=== Records shown ===

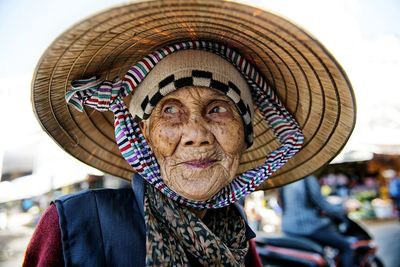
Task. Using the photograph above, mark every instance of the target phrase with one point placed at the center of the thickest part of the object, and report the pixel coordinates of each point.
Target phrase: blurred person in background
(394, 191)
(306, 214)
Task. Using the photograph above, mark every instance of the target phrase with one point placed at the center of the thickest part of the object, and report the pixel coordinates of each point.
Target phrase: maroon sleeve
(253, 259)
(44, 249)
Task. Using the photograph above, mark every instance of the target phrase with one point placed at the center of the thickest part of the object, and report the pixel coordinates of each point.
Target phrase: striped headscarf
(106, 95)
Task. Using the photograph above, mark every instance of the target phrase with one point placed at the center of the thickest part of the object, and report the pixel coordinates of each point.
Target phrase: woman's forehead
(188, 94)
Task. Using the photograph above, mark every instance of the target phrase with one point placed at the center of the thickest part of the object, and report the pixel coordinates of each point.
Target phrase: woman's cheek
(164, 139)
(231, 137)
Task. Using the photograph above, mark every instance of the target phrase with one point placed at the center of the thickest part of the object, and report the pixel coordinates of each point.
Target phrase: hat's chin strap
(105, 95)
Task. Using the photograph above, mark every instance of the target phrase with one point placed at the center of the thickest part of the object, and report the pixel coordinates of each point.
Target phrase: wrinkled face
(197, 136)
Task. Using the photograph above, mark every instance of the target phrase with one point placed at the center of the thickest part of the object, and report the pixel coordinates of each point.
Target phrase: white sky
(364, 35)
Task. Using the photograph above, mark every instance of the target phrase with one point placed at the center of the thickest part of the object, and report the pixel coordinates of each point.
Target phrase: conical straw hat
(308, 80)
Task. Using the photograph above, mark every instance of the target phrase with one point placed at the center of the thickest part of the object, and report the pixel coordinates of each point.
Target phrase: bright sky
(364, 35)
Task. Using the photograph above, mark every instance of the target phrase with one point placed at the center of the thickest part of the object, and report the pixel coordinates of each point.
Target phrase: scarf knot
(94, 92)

===

Your answer must be an exact copy of the records, with every picture left out.

Task. Using the photograph above, mark every instance of the target phrase with one point placed at the center of the thickest part of the object, and report the pixel coordinates of each point.
Target phrase: blurred person in background
(394, 191)
(306, 214)
Task. Using the photograph above, mark every instance of the target phrase with one point placed at the center of the thickest part of the object, and report the pixel coordinates of each point.
Target phrase: maroon sleeve
(253, 259)
(44, 249)
Task. Using the photograph above, mark every instance of the target phrase with one point placed at the center of the thickest part of the object, and report the pixel coordinates of each point.
Target phrase: striped headscarf
(106, 95)
Task. Using the photograph above, mark every instance of the target phrase with one point placed at the center of the thickest part of the object, and report the pixel coordinates of each point.
Target phrase: woman's forehead
(188, 94)
Task. Using the photograph above, mark every instance of the target phrase with one point placed at the center of the thickest part of the object, and report the pixel coordinates of each point.
Target phrase: woman's cheek
(164, 139)
(231, 137)
Task. Using the photograph above, mark every instance of the target phrase with one point placed at the center of the thickest part of the object, and report the pixel coordinates of each point.
Target phrase: hat's chin strap
(105, 95)
Task. Using the photograph above, mark every instance of the target phrase with one point placed at the center of the thickest part of the object, and report the pixel coordinates of each point.
Target phrase: wrinkled face
(197, 136)
Task. Using the photograph above, mark every instance of the target phrase with one point placed at the center of the thickest part of the object, and report the pixel coordinates of each point.
Target phrase: white sky
(364, 35)
Task. Using the photograph above, mark every instance of the target phrase with one point placed at the center of the thickest part of the object, and report the pixel coordinates of each point.
Target phrase: conical straw hat
(308, 80)
Task. Using the photograph above, mark every instance of the target phrase with one point placed at the center of the thickest part of the object, and report the pixel coordinates of each point.
Target phrase: bright sky
(364, 35)
Task. Using the photograph above, mark every instance of the target phrase with one point placed at the center of the thickest part of the object, and report the pixel coordinates of each point.
Target phrase: scarf knot
(94, 92)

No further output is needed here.